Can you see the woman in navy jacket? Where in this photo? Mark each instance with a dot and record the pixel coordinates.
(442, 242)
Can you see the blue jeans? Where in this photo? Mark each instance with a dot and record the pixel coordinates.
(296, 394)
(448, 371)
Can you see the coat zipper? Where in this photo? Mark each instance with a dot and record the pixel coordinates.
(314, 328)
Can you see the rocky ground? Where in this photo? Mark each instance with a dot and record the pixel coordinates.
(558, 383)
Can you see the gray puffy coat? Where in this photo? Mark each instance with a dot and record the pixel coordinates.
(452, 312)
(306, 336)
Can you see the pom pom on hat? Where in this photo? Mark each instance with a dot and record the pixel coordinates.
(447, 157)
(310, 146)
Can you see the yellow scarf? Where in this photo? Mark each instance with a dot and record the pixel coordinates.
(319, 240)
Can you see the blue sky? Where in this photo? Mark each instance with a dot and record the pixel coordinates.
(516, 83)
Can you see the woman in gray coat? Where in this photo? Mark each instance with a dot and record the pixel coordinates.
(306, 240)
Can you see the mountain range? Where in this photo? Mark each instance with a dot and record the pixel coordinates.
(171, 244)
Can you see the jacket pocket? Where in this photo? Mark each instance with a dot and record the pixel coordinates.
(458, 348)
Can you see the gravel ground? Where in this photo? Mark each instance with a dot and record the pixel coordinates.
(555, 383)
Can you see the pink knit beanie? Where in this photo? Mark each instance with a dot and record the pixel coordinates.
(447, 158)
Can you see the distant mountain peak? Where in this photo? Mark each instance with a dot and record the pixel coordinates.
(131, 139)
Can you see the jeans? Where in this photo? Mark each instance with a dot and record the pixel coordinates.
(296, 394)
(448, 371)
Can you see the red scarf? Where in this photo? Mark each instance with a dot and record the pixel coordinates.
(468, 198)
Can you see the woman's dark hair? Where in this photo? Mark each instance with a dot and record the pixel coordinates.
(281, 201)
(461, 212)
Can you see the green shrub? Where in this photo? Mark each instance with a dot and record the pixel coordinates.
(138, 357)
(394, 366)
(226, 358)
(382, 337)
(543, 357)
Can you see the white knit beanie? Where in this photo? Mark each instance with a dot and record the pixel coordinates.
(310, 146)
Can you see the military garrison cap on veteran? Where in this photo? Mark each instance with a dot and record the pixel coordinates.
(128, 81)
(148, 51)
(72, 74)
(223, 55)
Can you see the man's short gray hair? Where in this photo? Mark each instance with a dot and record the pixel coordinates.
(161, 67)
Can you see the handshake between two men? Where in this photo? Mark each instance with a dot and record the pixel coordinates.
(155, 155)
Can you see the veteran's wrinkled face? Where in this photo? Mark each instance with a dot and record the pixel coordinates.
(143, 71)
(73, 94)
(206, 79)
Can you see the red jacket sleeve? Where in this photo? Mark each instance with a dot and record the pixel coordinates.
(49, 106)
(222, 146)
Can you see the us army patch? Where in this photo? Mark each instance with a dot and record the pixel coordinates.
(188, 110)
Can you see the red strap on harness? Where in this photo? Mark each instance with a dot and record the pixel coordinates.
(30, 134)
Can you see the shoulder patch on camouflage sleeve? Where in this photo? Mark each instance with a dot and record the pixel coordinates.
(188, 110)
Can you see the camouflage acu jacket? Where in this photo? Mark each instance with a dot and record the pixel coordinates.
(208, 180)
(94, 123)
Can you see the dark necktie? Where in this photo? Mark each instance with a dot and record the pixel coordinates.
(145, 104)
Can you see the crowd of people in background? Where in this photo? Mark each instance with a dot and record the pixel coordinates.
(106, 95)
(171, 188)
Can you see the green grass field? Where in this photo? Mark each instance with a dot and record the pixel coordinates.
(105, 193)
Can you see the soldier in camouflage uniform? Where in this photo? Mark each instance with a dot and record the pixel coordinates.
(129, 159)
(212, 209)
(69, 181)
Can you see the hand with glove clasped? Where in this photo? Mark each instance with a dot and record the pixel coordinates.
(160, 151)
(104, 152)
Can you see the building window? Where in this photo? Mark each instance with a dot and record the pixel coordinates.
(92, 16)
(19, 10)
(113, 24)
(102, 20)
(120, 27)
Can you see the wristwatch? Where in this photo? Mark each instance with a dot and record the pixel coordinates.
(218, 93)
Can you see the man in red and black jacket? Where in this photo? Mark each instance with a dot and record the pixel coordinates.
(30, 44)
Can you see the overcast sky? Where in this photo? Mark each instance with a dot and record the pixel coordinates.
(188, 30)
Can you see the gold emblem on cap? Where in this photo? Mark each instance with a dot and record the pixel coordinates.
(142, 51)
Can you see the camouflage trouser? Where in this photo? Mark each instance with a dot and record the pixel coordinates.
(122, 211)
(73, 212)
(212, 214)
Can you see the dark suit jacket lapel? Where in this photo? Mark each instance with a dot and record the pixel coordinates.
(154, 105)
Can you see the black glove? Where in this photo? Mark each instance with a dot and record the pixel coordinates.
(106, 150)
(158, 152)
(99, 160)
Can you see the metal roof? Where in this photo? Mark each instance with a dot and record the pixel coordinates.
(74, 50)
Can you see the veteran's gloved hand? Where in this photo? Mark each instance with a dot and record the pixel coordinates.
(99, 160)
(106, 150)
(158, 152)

══════════════════════════════

Return, unchanged, the stretch of entries from the line containing "Can you see the gold" through the final line of the entries.

» **FULL ANSWER**:
Can you see the gold emblem on cap? Where in this photo? Mark each instance with a dot and record the pixel coordinates.
(142, 51)
Can you see the camouflage trouser? Where in this photo? Mark each instance with a dot and record the pixel coordinates.
(122, 211)
(73, 212)
(212, 214)
Can you see the dark suit jacket lapel? Where in this photo? Mark each instance with a dot and record the pixel coordinates.
(154, 105)
Can you see the black glove? Where in this photo? Mark each instance with a dot and record the pixel coordinates.
(106, 150)
(158, 152)
(99, 160)
Can you see the metal roof? Where in this photo? Mark each instance with a dot and record the pixel coordinates.
(74, 50)
Can you see the veteran's gloved hand? Where in this photo? Mark each instance with a dot and record the pixel coordinates.
(99, 160)
(106, 150)
(158, 152)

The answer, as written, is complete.